Tekst do przeczytania ->
··········

Pewne rzeczy w naszym kraju zmieniły się i nie mówimy o sytuacji, kiedy służby specjalne są we wszystkich obszarach życia i za wszystko odpowiadają - tak gen. Marek Dukaczewski, szef WSI, tłumaczy działania tajnych służb w sprawie kontraktu dla Iraku.

Tomasz Skory: Według generała Czempińskiego służby nie pomogły, według gen. Petelickiego wręcz zaszkodziły kontraktowi z Irakiem. Co pan o tym sądzi?

Marek Dukaczewski: To świadczy tylko o tym, jak różne są opinie ludzi, którzy kiedyś byli związani ze służbami, pracują teraz w zupełnie innych sektorach i nie mają wiedzy o tym, czym się służby zajmują, jakie są nowe regulacje prawne i co jest w kompetencjach służb.

Tomasz Skory: To proszę mi powiedzieć, jak doszło do tego, że po rozstrzygnięciu przetargu nikt, włącznie z ministrem obrony, nie potrafił nic, nawet z podaniem pełnej nazwy włącznie, powiedzieć o polskich firmach, które wzięły udział w tym zwycięskim konsorcjum?

Marek Dukaczewski: Firmy, które brały udział w przetargu były w konsorcjum Bumaru są znane i to nie jest kompetencja ministra obrony narodowej, bo nie minister obrony narodowej stawał do przetargu, czy rozpisywał przetarg...

Tomasz Skory: Panie generale, pytam o firmy Ostrowski Arms i tę izbę wytwórców broni, a o całej sprawie generał Czempiński mówi tak: Nie najlepiej to świadczy o naszych służbach, że nie wiedzą, kto uczestniczy ze strony polskiej w tak poważnym przetargu, gdy wysiłki rządu i oficjeli zmierzały do tego, by zwycięzcą był Bumar i nie zdawano sobie sprawy, że jest to konkurencja polsko-polska. Osłona zakładów przemysłu obronnego obejmuje chyba eliminowanie takich przypadków konkurencji polsko-polskiej?

Marek Dukaczewski: Ustawy, które mówią o kompetencjach ABW, wywiadu i WSI bardzo precyzyjnie określają kompetencje tych służb w zakresie osłony i ochrony kontrwywiadowczej. Te sprawy, o których mówił pan gen. Czempiński są sprawami gier wolnego rynku.

Tomasz Skory: A nie wywiadu? Trochę jestem zawiedziony postawą szefa wywiadu wojskowego. Pan mówi: to nie moja sprawa.

··········

Polecenie 1 -> Rozstrzygnij, czy każde z tych stwierdzeń zgadza się z wywiadem: (a) według gen. Petelickiego służby zaszkodziły kontraktowi z Irakiem; (b) Dukaczewski twierdzi, że przetarg rozpisał minister obrony narodowej; (c) Dukaczewski nazywa sprawy poruszone przez gen. Czempińskiego sprawami gier wolnego rynku. Przy każdym odpowiedz „tak” lub „nie” i przytocz dosłownie rozstrzygające słowa wywiadu.
Polecenie 2 -> Przepisz dokładnie fragment wywiadu między słowami „Marek Dukaczewski: To” a „jest w kompetencjach służb.”, łącznie z nimi.

Dostarczone pozycje ->
··········

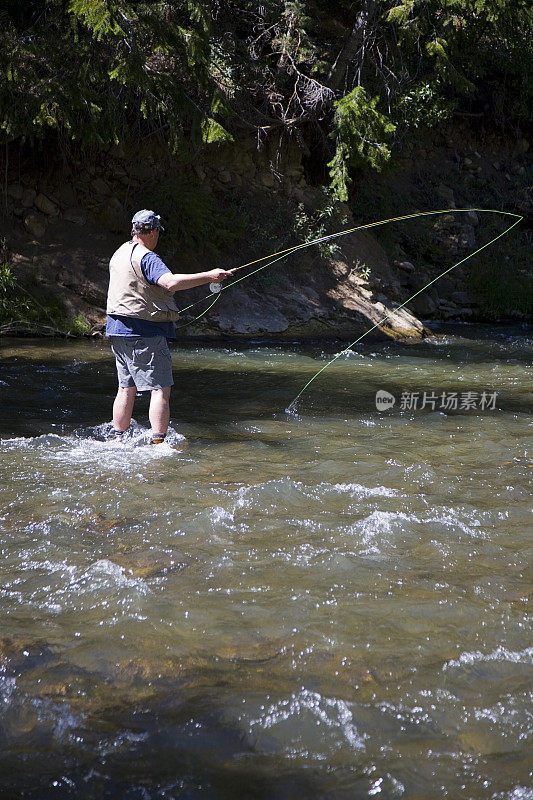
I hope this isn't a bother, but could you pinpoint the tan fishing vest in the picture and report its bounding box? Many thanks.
[107,242,179,322]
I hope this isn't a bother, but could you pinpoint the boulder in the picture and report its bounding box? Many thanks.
[24,211,46,239]
[261,172,276,189]
[33,193,59,217]
[437,183,455,208]
[7,183,24,201]
[409,294,437,317]
[397,261,416,272]
[63,206,87,225]
[20,189,37,208]
[91,178,111,196]
[450,292,477,306]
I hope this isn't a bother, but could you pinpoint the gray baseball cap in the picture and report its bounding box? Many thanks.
[131,208,165,233]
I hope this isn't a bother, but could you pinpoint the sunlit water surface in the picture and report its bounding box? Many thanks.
[0,326,533,800]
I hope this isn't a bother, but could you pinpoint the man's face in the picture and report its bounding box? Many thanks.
[145,228,159,250]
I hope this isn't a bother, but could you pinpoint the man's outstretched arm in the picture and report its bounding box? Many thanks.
[157,269,235,292]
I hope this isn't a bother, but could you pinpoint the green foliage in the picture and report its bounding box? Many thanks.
[147,176,245,256]
[0,262,91,336]
[470,231,533,318]
[0,0,533,199]
[294,187,348,258]
[328,86,396,201]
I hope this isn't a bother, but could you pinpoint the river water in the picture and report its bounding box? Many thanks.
[0,325,533,800]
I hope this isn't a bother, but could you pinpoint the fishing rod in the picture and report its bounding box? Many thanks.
[172,208,524,406]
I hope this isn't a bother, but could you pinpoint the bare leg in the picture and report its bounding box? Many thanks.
[148,386,170,436]
[113,386,137,431]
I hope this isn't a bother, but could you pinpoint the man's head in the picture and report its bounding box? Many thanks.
[131,208,165,250]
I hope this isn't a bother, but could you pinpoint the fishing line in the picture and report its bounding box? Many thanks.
[285,209,524,414]
[172,208,523,382]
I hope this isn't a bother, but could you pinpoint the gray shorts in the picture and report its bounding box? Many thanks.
[110,336,174,392]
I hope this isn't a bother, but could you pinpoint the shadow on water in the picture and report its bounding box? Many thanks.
[0,326,531,436]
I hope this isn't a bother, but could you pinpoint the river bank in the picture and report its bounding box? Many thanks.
[0,127,533,341]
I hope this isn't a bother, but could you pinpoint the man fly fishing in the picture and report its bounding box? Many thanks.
[106,209,234,444]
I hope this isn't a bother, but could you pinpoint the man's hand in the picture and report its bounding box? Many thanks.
[206,269,235,283]
[157,268,236,292]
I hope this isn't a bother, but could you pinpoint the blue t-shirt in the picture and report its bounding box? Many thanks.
[105,248,176,339]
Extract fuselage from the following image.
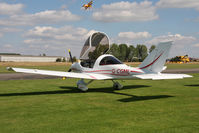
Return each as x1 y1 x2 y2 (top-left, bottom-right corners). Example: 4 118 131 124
71 54 144 79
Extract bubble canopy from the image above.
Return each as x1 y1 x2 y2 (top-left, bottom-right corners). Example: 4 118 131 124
80 32 110 60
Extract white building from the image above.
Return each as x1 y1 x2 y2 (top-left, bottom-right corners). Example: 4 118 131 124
0 55 67 62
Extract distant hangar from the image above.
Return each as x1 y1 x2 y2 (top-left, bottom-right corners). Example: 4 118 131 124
0 54 64 62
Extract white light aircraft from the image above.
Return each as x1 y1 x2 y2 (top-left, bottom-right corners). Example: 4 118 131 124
8 32 192 91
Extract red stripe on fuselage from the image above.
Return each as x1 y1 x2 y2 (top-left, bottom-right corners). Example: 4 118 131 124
84 70 112 73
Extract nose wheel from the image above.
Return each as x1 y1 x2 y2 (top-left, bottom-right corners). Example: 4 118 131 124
112 80 123 90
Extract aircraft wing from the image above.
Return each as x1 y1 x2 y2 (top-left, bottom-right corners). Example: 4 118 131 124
134 73 192 80
7 67 112 80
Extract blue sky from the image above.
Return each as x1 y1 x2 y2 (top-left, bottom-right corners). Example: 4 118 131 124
0 0 199 57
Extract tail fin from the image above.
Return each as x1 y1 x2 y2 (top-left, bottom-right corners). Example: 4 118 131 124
139 41 172 73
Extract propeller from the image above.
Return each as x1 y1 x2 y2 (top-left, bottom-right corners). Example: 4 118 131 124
68 49 73 72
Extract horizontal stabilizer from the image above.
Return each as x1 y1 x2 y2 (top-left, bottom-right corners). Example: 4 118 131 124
135 73 192 80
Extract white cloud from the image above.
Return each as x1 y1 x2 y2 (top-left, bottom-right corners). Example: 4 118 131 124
118 31 151 40
24 26 94 56
0 27 21 37
0 10 81 26
0 3 24 15
92 1 158 22
112 31 151 44
145 34 199 57
156 0 199 10
147 34 196 45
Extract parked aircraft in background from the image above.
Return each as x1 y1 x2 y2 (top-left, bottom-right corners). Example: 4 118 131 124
8 32 192 91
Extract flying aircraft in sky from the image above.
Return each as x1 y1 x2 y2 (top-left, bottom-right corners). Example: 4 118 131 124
82 0 93 10
8 32 192 91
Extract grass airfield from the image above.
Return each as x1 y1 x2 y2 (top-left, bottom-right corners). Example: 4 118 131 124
0 64 199 133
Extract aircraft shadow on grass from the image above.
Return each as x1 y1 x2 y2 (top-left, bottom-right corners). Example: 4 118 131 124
185 84 199 87
0 85 173 102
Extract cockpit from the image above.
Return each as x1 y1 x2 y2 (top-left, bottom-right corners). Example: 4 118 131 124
99 56 123 65
80 32 110 68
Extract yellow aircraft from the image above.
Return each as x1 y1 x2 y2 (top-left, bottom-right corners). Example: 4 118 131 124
82 0 93 10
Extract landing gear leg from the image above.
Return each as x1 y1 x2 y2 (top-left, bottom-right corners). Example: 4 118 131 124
112 80 123 89
77 79 93 91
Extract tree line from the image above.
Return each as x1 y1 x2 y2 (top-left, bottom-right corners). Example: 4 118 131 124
89 43 155 62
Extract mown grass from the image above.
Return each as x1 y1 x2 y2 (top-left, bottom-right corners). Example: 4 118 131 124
0 74 199 133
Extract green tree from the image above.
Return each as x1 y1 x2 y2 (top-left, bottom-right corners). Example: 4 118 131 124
149 45 155 53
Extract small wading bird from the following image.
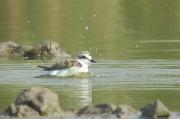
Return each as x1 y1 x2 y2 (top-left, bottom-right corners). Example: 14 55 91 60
38 51 96 77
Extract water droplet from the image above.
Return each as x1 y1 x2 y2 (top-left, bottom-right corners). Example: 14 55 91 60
85 26 89 31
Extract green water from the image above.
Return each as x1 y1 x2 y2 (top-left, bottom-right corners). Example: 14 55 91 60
0 0 180 115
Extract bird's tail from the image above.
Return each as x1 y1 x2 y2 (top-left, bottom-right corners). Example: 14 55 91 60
37 65 49 70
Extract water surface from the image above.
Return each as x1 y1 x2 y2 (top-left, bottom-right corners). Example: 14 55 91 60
0 0 180 116
0 60 180 111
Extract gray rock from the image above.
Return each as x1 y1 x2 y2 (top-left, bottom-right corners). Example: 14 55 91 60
24 41 70 59
0 41 25 56
77 104 115 115
4 103 39 117
4 87 61 117
113 105 137 119
140 100 170 119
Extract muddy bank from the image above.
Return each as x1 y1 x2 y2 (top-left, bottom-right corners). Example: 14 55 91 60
0 41 70 59
1 87 178 119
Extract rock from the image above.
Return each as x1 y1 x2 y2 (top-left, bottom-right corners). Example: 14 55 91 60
4 87 61 117
24 41 70 59
140 100 170 119
0 41 25 56
77 104 115 115
0 41 70 59
113 105 136 119
4 103 39 117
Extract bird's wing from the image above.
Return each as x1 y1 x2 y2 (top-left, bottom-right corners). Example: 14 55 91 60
38 60 82 71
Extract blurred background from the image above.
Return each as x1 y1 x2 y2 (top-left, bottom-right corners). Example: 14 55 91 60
0 0 180 59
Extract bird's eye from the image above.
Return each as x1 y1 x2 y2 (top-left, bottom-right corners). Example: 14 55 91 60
81 55 87 59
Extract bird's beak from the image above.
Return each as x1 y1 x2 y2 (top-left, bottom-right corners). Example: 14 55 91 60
90 60 96 63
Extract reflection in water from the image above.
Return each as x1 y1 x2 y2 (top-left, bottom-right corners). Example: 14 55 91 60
73 79 92 107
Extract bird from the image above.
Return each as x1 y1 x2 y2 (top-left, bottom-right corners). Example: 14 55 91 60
38 51 96 77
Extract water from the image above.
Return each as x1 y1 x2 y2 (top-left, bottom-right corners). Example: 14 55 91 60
0 60 180 114
0 0 180 117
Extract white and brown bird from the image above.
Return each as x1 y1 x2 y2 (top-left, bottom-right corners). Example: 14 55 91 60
38 51 96 77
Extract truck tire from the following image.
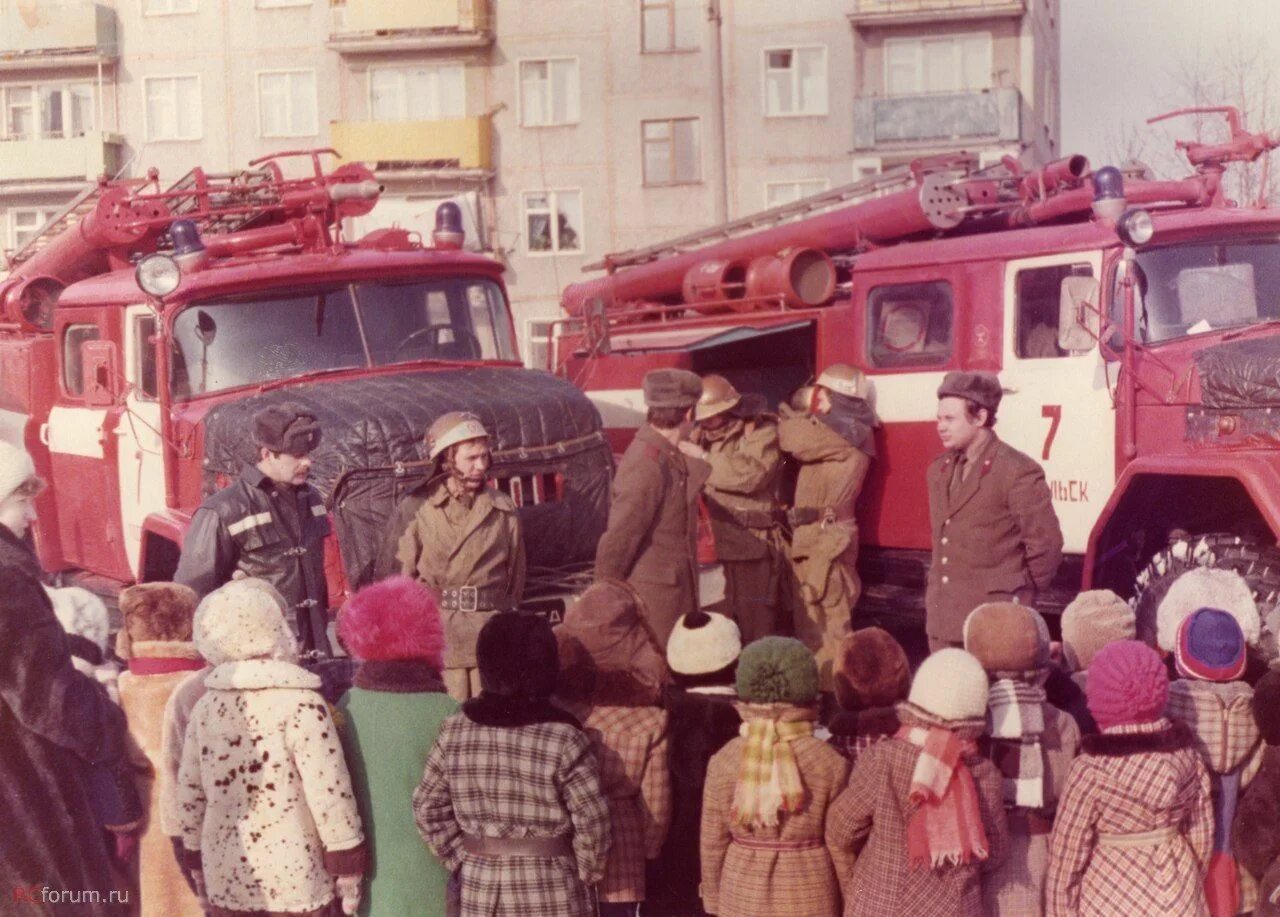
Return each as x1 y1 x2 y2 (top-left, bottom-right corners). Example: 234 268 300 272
1133 532 1280 662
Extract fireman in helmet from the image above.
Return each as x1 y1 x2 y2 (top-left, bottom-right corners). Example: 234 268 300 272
691 375 787 645
173 402 333 657
393 411 525 701
778 364 878 693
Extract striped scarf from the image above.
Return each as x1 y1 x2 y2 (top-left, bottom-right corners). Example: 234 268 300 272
987 679 1044 808
730 703 818 830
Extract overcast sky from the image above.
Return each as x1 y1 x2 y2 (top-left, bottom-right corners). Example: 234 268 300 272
1061 0 1280 168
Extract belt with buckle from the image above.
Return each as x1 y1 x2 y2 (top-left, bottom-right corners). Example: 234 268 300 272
440 585 507 611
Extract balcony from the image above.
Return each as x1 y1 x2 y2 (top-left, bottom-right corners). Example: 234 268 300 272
0 0 118 69
329 115 493 172
0 131 124 184
854 88 1023 151
849 0 1027 28
328 0 493 54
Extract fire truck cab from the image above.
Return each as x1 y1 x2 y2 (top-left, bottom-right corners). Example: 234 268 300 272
557 111 1280 656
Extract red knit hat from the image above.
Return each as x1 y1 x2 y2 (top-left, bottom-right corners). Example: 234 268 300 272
1085 640 1169 729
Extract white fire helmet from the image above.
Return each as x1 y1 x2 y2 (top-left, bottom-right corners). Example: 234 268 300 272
426 411 489 461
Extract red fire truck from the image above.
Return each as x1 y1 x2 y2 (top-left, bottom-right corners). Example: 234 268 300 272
0 151 612 617
556 109 1280 654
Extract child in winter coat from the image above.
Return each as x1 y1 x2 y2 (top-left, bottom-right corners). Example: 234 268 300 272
1231 670 1280 914
177 581 366 917
827 628 911 765
964 602 1080 917
1165 608 1262 917
645 611 742 917
701 637 852 917
338 576 458 917
115 583 204 917
413 612 611 917
827 649 1006 917
556 579 671 917
1046 640 1213 917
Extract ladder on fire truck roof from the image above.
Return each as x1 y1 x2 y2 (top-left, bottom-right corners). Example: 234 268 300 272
582 154 978 272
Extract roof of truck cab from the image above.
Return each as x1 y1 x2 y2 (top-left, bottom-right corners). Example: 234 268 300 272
58 246 503 306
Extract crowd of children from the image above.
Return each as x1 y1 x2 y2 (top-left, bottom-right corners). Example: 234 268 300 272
51 563 1280 917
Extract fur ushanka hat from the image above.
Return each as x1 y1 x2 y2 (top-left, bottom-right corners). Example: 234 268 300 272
476 611 559 701
115 583 200 660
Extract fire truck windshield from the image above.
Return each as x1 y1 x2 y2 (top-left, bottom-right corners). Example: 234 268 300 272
169 278 517 398
1111 238 1280 342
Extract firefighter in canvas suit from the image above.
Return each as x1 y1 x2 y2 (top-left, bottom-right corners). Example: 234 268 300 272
595 369 710 647
924 373 1062 651
691 375 787 645
778 364 876 693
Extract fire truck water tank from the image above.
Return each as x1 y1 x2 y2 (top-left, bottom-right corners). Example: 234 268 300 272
746 248 836 309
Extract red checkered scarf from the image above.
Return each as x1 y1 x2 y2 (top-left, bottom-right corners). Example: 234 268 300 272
897 725 988 868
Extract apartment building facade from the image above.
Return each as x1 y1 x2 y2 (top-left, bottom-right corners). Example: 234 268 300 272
0 0 1059 365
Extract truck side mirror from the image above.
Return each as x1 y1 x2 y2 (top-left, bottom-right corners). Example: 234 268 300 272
81 341 120 407
1057 275 1102 352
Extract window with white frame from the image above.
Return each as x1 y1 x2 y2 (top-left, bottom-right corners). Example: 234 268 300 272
524 190 582 255
521 319 557 369
640 118 701 184
143 77 204 141
257 70 320 137
884 32 992 96
369 64 467 120
142 0 196 15
0 83 95 140
640 0 703 54
520 58 579 127
764 45 827 118
764 178 828 207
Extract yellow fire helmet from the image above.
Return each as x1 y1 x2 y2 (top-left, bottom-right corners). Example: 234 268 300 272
694 375 742 420
426 411 489 461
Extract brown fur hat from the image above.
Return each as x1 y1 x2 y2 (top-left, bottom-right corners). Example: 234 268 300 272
836 628 911 711
115 583 200 660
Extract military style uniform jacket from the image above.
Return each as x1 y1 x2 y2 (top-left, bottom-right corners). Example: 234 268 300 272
924 434 1062 642
694 419 782 561
174 465 329 627
595 424 710 647
396 479 525 669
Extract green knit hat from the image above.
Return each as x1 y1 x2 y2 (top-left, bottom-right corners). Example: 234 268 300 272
737 637 818 704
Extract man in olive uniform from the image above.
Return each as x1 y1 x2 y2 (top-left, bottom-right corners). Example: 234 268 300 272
392 411 525 702
778 364 876 693
173 403 333 657
924 373 1062 651
595 369 710 648
691 375 787 645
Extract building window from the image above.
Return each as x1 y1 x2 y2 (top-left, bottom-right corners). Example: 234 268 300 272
764 45 827 118
640 118 701 184
143 77 204 141
369 64 466 120
142 0 196 15
525 191 582 254
764 178 827 207
640 0 701 54
867 280 952 369
520 58 579 127
0 83 93 140
257 70 320 137
884 32 992 96
524 319 557 369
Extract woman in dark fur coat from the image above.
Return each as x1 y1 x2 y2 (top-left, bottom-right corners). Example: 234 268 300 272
644 611 742 917
0 442 136 914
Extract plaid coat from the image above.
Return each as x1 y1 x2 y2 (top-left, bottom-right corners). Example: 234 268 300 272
582 707 671 902
701 736 852 917
413 713 609 917
1044 718 1213 917
827 717 1006 917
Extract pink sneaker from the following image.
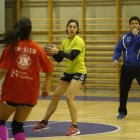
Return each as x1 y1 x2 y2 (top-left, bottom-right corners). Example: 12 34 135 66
32 122 50 131
66 126 80 136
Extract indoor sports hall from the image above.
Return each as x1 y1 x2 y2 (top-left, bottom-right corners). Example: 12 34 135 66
0 0 140 140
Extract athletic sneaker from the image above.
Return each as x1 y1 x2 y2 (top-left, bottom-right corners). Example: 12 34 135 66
66 126 80 136
32 122 50 131
117 113 126 119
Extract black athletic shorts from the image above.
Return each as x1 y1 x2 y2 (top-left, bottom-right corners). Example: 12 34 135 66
6 101 34 107
61 72 86 85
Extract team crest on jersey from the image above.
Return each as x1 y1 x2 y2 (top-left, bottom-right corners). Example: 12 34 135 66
17 54 31 70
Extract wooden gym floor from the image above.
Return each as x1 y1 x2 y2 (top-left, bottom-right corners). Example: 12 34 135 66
9 91 140 140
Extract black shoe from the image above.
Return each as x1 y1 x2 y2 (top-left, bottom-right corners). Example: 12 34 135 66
117 113 126 119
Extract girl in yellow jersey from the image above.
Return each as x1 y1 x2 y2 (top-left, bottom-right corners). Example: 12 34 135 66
33 19 87 136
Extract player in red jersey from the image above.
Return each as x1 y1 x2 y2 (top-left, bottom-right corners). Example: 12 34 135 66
0 18 52 140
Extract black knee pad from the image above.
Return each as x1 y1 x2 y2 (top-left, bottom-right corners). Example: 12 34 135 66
11 120 24 135
0 120 5 125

··········

Poprawna odpowiedź 1 ->
(a) Tak: „według gen. Petelickiego wręcz zaszkodziły kontraktowi z Irakiem”.
(b) Nie: „nie minister obrony narodowej stawał do przetargu, czy rozpisywał przetarg”.
(c) Tak: „Te sprawy, o których mówił pan gen. Czempiński są sprawami gier wolnego rynku.”

Poprawna odpowiedź 2 ->
Marek Dukaczewski: To świadczy tylko o tym, jak różne są opinie ludzi, którzy kiedyś byli związani ze służbami, pracują teraz w zupełnie innych sektorach i nie mają wiedzy o tym, czym się służby zajmują, jakie są nowe regulacje prawne i co jest w kompetencjach służb.